(Auszüge aus einem Detektionsdatensatz)
● ● ● ● ●
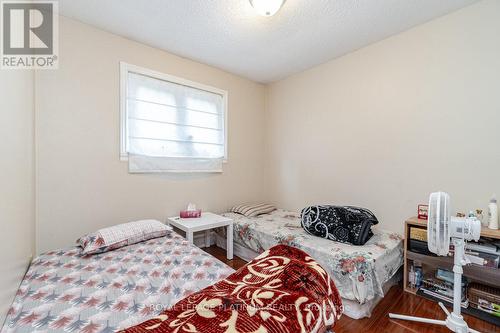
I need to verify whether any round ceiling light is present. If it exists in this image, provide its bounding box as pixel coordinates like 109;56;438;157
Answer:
249;0;285;16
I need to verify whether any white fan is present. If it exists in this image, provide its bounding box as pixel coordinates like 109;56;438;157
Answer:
389;192;481;333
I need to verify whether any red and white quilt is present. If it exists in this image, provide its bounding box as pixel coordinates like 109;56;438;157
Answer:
122;245;343;333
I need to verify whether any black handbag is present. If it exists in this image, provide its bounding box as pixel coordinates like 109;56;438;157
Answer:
301;206;378;245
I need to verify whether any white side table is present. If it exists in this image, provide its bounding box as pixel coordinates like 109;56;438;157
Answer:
● ● ● ● ●
## AUFGABENSTELLUNG
Formatiere sämtliche Zeilen des obigen Materials als nummerierte Liste und lass dabei Leerzeilen weg. Die Bilder werden in der Liste nicht aufgeführt.

## GELÖSTE AUFGABE
1. I need to verify whether any round ceiling light is present. If it exists in this image, provide its bounding box as pixel coordinates like 109;56;438;157
2. Answer:
3. 249;0;285;16
4. I need to verify whether any white fan is present. If it exists in this image, provide its bounding box as pixel coordinates like 109;56;438;157
5. Answer:
6. 389;192;481;333
7. I need to verify whether any red and white quilt is present. If it exists in this image, provide its bounding box as pixel coordinates like 109;56;438;157
8. Answer:
9. 122;245;343;333
10. I need to verify whether any black handbag is present. If it exists in this image, provide its bounding box as pixel coordinates like 109;56;438;157
11. Answer:
12. 301;206;378;245
13. I need to verify whether any white side table is present. If it exists in this image, provide its bounding box as pixel coordinates like 109;56;438;157
14. Answer:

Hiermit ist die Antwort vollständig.